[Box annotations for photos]
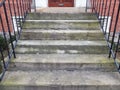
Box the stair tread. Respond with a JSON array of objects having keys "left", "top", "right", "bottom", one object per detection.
[
  {"left": 18, "top": 40, "right": 107, "bottom": 46},
  {"left": 26, "top": 19, "right": 99, "bottom": 23},
  {"left": 22, "top": 29, "right": 102, "bottom": 33},
  {"left": 0, "top": 70, "right": 120, "bottom": 86},
  {"left": 27, "top": 13, "right": 97, "bottom": 20},
  {"left": 11, "top": 54, "right": 113, "bottom": 64},
  {"left": 23, "top": 21, "right": 100, "bottom": 30}
]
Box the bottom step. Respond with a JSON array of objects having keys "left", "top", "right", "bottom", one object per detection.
[{"left": 0, "top": 70, "right": 120, "bottom": 90}]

**Work required:** Lay out every line of the entries above as a numbered list, skipping blank lines. Leave the pictures out.

**Result of this task:**
1. Box the stair tread. Respond with a JSON array of objects having keys "left", "top", "right", "bottom", one object per detection.
2. [
3.   {"left": 18, "top": 40, "right": 107, "bottom": 46},
4.   {"left": 26, "top": 19, "right": 99, "bottom": 23},
5.   {"left": 22, "top": 29, "right": 102, "bottom": 33},
6.   {"left": 0, "top": 70, "right": 120, "bottom": 86},
7.   {"left": 27, "top": 13, "right": 97, "bottom": 20},
8.   {"left": 11, "top": 54, "right": 113, "bottom": 64},
9.   {"left": 23, "top": 21, "right": 100, "bottom": 30}
10. ]
11. Box the bottom step. Respond with a JSON array of objects having keys "left", "top", "right", "bottom", one object per detection.
12. [{"left": 0, "top": 70, "right": 120, "bottom": 90}]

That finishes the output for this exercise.